◆ Source records:
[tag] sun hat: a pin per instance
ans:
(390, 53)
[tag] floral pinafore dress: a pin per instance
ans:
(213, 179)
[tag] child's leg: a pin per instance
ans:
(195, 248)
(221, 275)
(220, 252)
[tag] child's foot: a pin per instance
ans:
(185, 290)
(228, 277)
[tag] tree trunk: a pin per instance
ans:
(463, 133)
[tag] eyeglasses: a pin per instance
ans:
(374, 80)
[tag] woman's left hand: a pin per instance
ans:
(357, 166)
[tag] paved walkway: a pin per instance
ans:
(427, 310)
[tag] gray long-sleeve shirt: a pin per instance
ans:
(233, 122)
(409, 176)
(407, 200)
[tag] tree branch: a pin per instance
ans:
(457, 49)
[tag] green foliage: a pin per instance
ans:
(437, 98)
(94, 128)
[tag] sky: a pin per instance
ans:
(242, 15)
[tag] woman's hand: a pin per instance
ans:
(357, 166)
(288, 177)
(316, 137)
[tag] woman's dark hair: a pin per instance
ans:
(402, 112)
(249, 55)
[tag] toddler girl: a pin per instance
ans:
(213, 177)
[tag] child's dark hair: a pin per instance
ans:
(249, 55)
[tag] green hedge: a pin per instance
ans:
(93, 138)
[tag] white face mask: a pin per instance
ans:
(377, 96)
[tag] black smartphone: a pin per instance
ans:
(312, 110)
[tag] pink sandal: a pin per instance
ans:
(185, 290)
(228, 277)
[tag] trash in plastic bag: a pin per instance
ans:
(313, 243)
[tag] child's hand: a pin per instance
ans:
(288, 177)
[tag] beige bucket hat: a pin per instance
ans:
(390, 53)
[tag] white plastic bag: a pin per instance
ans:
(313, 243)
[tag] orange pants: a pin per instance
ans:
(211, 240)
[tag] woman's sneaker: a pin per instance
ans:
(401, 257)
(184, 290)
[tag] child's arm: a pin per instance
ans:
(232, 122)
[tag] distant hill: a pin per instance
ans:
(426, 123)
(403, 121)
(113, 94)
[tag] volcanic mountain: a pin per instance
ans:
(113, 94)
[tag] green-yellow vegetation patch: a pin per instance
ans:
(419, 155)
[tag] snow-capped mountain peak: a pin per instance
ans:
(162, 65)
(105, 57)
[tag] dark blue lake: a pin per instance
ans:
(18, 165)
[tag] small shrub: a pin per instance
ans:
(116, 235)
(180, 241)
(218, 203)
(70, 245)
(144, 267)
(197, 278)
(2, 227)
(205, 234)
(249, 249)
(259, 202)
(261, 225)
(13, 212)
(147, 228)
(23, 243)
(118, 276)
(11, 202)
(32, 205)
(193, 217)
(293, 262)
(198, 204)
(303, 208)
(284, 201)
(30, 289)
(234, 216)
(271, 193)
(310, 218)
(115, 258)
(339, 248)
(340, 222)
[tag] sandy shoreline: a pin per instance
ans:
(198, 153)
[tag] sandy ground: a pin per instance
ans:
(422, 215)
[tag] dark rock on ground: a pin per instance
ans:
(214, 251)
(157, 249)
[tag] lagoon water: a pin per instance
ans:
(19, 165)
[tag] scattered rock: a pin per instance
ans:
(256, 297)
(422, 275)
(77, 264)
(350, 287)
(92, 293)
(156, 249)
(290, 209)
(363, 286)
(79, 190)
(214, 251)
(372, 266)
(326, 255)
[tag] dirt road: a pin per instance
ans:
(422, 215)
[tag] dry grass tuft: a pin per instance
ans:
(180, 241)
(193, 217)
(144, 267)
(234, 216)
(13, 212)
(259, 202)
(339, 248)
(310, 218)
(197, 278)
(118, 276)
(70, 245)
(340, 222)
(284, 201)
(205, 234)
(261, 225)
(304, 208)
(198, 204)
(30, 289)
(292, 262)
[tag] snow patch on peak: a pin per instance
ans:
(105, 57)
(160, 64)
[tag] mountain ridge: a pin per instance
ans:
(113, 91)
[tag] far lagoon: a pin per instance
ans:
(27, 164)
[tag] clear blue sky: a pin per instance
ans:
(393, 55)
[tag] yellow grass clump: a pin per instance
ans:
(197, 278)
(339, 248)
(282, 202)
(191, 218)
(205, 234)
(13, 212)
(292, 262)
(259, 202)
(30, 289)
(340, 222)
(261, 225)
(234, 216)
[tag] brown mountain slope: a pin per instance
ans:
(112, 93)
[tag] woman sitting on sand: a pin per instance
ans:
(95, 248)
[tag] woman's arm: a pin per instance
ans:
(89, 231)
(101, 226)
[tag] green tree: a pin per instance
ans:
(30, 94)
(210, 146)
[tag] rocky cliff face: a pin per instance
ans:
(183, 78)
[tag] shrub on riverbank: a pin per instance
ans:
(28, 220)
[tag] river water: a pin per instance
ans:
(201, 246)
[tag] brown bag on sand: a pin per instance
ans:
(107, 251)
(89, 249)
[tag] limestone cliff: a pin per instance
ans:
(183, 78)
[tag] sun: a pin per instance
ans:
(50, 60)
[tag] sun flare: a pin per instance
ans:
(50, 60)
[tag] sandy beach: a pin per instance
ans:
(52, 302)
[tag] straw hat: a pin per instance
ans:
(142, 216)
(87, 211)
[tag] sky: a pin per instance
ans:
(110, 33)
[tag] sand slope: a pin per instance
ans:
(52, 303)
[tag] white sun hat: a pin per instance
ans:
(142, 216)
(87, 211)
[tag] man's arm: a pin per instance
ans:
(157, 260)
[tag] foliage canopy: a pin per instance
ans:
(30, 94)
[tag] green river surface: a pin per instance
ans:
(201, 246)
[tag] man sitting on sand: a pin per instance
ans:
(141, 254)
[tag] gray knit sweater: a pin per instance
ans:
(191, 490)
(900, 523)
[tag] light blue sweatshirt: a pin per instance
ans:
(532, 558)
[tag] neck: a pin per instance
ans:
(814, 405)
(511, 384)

◆ WHAT TO PRODUCE: Where a line of the data contains "ground", copy that line.

◆ WRITTEN SOLUTION:
[tag] sandy ground: a pin per instance
[tag] dark rock on ground: a pin per instance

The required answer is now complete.